▶ What to do
From the line that contains "like [138, 72]." through the line that contains "Phrase: roadside vegetation", output every line of the listing below exactly and leave out all the rest.

▶ Data excerpts
_ _ _ _

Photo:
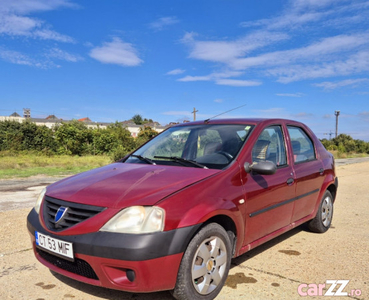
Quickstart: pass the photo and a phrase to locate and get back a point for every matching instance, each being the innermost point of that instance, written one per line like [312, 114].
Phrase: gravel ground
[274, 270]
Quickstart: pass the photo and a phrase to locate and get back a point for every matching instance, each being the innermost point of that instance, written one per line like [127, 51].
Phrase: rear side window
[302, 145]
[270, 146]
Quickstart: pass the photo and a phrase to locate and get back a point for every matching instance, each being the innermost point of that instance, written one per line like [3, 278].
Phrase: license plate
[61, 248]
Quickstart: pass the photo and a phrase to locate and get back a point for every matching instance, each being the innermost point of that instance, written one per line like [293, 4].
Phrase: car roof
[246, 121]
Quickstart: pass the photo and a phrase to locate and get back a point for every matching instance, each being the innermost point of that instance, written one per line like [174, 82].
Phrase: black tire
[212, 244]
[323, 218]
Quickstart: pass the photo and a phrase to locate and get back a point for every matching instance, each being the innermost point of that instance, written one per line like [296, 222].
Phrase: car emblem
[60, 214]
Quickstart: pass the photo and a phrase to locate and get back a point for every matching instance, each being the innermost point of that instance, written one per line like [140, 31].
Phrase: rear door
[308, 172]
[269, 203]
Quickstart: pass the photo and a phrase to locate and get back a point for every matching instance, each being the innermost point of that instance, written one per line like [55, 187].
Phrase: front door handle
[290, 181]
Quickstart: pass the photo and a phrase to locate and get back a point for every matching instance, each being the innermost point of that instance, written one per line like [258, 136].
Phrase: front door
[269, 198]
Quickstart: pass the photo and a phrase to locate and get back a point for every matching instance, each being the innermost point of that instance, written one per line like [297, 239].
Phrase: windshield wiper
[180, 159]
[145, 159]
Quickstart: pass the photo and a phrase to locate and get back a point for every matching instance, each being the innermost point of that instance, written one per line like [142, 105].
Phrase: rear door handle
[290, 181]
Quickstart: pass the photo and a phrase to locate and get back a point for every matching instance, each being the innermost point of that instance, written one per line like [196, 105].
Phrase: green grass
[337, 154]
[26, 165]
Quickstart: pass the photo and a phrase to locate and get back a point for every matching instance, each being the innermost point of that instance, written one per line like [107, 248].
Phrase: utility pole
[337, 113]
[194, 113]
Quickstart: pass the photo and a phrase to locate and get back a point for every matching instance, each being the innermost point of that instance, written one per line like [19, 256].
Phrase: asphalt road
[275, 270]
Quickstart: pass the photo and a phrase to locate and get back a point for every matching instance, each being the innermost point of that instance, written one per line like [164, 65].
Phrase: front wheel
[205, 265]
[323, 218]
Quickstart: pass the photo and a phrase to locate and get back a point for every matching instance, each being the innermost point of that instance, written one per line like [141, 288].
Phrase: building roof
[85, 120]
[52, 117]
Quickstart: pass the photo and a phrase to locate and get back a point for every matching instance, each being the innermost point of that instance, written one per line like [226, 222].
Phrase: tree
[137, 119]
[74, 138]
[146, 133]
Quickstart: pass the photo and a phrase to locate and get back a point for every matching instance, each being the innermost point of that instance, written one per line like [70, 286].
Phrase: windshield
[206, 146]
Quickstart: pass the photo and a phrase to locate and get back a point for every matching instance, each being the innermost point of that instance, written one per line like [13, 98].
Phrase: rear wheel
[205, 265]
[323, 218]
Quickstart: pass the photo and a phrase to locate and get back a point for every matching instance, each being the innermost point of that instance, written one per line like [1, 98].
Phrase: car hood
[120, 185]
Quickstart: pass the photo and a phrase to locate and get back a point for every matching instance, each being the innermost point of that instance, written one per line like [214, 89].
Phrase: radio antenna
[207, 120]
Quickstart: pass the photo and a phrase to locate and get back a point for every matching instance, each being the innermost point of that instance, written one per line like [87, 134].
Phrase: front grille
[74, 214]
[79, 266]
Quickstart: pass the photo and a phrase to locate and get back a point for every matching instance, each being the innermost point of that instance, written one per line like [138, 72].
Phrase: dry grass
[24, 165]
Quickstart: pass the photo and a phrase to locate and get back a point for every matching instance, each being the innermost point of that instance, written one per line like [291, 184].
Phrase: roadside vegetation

_ _ _ _

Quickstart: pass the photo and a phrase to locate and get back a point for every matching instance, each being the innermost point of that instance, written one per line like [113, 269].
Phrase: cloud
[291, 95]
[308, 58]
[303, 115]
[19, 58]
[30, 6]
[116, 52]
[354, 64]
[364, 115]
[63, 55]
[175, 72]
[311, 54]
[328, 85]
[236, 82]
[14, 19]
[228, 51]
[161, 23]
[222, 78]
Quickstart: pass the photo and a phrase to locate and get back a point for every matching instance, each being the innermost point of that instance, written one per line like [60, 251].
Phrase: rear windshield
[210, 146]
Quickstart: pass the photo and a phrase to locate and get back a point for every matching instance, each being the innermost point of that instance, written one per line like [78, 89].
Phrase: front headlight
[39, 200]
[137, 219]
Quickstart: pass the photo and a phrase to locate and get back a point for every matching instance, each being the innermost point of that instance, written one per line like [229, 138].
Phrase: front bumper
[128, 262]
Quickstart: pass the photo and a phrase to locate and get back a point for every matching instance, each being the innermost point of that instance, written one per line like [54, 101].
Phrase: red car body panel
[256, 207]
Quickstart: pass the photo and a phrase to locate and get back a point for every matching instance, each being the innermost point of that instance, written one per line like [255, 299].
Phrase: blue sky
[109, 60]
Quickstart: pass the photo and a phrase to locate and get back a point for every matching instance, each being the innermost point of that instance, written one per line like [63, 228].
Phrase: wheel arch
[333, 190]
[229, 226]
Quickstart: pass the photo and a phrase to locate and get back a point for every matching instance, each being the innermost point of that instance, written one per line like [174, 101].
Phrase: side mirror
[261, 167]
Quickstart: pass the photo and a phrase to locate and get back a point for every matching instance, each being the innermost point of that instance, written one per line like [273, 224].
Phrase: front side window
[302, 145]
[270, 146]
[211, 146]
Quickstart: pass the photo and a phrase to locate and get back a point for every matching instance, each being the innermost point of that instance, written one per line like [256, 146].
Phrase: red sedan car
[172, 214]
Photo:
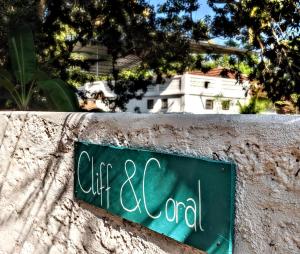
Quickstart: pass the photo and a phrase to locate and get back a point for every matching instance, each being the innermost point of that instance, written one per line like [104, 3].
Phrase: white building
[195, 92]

_ _ _ _

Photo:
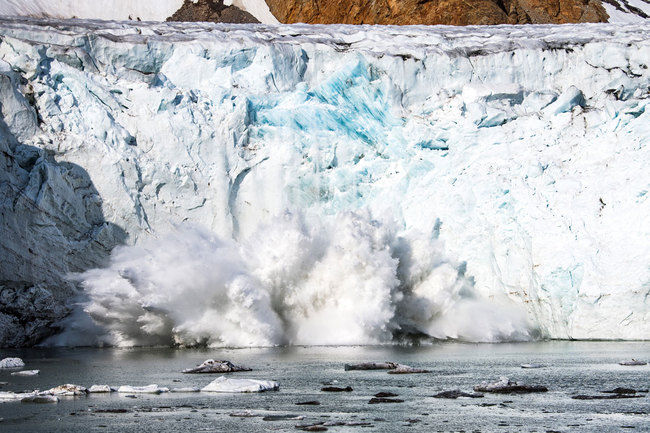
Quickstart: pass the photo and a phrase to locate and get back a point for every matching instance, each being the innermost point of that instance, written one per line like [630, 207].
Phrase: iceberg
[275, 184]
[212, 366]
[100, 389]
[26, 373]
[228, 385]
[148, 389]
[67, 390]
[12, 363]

_ _ _ _

▶ Solution
Quickstart: pass the photo and a phrase to locate and get back a point for every matching instance, each being the innermost point of that instance, written one per line like [138, 72].
Phrase: dry grass
[24, 165]
Quickstart: pass the photo and a phrase to locate and get back a point for every matching instance, each being the innermost point of that instance, written one per line like [291, 184].
Phrase: roadside vegetation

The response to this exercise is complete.